[Work to be completed] Your output is the line containing "Point out every instance of the spotted" plus all lines after it to the end of the records, reproduced exactly, with nothing else.

---- Given records

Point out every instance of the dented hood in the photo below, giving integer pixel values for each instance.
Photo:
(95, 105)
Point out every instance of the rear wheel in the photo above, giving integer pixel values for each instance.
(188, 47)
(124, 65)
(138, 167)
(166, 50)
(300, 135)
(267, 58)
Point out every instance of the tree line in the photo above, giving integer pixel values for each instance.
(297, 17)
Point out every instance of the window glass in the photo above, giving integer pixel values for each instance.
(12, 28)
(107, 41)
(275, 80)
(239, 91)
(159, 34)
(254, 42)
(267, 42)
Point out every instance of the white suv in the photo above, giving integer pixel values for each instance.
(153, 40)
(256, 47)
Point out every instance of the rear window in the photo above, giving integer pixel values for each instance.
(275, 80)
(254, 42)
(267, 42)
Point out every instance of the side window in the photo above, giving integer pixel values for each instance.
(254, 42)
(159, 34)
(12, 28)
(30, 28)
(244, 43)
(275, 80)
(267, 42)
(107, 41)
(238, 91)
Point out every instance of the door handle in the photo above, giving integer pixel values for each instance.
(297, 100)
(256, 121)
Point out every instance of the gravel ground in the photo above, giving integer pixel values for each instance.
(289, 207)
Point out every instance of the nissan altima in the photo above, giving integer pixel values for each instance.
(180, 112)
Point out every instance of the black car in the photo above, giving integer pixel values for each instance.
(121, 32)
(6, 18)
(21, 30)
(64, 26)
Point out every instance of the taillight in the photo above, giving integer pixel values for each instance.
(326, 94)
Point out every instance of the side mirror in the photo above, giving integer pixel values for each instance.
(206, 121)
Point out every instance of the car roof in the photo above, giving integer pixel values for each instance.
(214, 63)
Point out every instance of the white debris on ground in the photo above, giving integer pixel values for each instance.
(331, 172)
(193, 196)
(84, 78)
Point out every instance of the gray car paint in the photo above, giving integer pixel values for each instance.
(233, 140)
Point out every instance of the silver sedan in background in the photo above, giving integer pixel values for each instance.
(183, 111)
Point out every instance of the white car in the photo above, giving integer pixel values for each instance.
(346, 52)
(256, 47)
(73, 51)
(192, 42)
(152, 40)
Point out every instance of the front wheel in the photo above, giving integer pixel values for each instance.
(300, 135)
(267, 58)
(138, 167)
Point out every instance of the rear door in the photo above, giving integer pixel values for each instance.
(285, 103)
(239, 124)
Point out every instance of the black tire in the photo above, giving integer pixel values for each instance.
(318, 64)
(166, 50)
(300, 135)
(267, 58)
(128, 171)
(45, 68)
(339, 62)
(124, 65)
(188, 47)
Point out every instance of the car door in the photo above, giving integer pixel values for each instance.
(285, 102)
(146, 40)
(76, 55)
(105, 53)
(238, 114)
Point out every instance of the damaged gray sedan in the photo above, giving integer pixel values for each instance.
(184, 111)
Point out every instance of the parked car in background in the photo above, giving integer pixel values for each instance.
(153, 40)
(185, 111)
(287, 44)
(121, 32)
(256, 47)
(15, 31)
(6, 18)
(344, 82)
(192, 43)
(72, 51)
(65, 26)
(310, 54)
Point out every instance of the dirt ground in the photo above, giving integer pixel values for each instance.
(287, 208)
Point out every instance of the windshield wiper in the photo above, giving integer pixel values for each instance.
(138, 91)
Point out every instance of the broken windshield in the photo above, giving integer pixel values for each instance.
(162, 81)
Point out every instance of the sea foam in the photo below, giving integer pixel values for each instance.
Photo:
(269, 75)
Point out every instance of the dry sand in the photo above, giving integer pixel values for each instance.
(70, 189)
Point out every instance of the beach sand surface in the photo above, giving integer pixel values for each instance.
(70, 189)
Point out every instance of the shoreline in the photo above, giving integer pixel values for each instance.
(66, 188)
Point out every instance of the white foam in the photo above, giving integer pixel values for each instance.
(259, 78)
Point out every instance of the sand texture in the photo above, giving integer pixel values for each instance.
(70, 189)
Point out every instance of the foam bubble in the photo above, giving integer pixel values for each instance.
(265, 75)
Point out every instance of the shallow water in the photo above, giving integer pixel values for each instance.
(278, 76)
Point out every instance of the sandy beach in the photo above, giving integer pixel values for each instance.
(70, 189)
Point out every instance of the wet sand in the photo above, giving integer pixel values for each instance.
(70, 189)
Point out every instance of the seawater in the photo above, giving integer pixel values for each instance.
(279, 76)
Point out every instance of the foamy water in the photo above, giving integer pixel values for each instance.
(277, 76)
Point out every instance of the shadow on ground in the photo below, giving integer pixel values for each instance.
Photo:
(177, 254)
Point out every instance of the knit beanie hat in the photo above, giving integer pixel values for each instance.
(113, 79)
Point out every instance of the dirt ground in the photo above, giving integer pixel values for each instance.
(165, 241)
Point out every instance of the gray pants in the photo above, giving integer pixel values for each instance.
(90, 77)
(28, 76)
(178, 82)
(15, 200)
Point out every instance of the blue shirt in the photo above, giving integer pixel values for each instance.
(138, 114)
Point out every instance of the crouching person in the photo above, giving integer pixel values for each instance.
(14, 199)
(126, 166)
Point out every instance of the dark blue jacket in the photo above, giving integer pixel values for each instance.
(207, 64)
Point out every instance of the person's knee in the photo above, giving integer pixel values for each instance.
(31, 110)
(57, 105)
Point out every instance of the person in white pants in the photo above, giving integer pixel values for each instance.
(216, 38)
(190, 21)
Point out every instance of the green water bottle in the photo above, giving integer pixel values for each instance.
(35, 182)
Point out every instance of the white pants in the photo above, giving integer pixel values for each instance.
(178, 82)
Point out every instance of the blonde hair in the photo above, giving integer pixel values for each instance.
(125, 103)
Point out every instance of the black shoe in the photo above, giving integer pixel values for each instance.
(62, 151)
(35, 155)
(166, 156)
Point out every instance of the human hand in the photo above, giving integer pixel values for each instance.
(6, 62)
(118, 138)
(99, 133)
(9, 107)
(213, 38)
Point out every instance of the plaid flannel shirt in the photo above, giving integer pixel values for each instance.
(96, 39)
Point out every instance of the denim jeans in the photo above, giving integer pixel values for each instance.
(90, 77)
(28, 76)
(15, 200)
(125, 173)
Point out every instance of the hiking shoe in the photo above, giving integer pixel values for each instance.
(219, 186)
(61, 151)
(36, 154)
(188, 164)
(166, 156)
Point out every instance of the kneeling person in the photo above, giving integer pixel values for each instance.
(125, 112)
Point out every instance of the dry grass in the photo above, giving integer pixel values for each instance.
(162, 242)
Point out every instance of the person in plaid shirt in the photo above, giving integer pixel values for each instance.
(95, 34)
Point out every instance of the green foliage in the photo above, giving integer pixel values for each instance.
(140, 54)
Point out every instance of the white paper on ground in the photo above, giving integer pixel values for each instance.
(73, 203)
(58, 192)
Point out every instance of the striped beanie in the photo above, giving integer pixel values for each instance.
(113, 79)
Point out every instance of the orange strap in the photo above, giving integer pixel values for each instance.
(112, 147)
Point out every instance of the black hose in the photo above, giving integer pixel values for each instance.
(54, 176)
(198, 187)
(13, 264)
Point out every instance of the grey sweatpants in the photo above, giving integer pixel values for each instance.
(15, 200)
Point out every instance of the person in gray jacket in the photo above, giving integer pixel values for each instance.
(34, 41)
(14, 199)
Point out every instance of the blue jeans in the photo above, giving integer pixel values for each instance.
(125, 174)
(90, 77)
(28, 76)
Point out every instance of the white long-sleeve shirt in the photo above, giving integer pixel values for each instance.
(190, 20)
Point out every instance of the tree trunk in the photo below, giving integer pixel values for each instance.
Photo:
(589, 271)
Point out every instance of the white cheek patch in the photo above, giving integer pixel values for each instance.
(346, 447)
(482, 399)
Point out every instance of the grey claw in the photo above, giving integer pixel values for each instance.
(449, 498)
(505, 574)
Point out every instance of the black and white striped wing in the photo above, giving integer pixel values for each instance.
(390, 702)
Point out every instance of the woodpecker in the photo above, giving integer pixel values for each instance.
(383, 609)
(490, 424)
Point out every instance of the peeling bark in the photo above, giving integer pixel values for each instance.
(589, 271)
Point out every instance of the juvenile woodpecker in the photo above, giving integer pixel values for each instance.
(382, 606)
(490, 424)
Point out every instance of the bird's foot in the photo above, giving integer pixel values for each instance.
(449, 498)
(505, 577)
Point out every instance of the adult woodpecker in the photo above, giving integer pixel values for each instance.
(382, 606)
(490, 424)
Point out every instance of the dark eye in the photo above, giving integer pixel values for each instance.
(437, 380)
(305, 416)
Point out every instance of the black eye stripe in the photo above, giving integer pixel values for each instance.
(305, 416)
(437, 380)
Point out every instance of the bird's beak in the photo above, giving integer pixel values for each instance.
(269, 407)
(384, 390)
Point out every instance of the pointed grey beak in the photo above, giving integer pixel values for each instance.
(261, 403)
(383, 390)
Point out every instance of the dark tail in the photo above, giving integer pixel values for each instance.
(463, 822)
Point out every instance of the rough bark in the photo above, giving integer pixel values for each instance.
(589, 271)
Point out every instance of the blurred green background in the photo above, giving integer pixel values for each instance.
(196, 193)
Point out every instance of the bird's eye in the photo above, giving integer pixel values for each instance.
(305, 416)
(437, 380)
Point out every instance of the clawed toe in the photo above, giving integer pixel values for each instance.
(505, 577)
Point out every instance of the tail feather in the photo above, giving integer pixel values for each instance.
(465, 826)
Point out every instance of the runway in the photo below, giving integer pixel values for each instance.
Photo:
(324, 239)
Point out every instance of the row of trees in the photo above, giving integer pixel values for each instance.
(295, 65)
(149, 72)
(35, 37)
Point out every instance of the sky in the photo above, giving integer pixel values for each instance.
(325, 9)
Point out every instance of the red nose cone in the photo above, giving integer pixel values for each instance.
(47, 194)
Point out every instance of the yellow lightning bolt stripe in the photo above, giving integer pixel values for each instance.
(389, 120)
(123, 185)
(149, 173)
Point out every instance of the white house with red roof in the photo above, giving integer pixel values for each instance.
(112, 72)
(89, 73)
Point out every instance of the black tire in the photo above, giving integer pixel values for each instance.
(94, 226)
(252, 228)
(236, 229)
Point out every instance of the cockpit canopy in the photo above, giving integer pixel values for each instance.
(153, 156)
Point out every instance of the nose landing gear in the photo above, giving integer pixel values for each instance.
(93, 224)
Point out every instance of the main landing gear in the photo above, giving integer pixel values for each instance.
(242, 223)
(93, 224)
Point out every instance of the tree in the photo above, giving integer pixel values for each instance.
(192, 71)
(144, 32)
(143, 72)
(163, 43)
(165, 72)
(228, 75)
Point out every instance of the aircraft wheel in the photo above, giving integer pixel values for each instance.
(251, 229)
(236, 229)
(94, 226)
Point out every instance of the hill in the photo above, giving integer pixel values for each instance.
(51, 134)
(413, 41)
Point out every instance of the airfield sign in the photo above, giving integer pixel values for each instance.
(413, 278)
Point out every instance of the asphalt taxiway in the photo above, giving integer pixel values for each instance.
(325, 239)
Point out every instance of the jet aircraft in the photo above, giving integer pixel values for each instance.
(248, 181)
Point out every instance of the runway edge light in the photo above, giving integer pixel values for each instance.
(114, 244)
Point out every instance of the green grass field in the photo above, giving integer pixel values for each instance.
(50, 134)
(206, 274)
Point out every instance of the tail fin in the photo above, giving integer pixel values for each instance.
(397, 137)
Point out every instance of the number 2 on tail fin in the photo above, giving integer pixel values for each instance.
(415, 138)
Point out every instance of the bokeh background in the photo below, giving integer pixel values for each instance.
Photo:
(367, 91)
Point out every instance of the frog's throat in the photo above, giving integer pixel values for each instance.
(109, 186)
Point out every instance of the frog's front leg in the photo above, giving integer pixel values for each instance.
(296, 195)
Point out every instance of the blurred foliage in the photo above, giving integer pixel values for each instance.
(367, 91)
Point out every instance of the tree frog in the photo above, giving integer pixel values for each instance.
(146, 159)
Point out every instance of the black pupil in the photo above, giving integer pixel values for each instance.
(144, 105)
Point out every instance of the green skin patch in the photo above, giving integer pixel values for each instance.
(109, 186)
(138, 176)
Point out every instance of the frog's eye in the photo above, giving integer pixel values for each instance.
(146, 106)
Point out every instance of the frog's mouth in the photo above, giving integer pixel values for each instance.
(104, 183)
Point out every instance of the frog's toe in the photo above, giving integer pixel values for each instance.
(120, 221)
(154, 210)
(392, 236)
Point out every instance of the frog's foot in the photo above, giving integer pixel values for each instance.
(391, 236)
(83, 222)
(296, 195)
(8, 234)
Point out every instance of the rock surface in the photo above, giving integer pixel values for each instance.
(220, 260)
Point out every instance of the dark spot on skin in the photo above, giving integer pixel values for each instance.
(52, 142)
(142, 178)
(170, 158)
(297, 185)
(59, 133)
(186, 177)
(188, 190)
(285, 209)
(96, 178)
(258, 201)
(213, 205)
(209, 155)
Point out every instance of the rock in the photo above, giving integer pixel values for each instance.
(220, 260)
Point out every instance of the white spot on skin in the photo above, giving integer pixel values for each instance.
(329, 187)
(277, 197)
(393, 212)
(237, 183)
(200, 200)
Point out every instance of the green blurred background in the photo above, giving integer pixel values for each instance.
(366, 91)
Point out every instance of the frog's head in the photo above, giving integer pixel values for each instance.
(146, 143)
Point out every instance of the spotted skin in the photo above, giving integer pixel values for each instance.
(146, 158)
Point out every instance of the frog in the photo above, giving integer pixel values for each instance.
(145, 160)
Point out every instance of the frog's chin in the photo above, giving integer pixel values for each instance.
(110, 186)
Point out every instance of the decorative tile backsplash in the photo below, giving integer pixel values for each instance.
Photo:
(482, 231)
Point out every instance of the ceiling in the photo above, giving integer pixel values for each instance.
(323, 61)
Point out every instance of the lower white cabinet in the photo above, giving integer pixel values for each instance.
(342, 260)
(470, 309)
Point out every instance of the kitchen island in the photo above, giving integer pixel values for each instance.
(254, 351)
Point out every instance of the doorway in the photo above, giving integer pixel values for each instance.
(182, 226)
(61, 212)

--------

[Solution to the exercise]
Point out every instance of the spotted skin in the photo above, giving integer pixel values for each instance.
(146, 158)
Point out every instance of the frog in the photo above, giving integer pixel values for each instance.
(145, 160)
Point out every instance of the frog's chin in the photo above, giving integer pixel values for each instance.
(110, 186)
Point out every instance of the decorative tile backsplash in the photo below, giving integer pixel values for each instance.
Photo:
(482, 231)
Point out every instance of the ceiling in the photo above, giving integer pixel values for each instance.
(323, 61)
Point out every instance of the lower white cabinet in the photo above, giving integer pixel values for each instance.
(342, 260)
(470, 309)
Point out every instance of the kitchen island in the photo above, giving integer pixel values for each instance.
(254, 351)
Point out every instance of the doorway in the photo above, giving integer pixel values for each instance.
(182, 226)
(61, 212)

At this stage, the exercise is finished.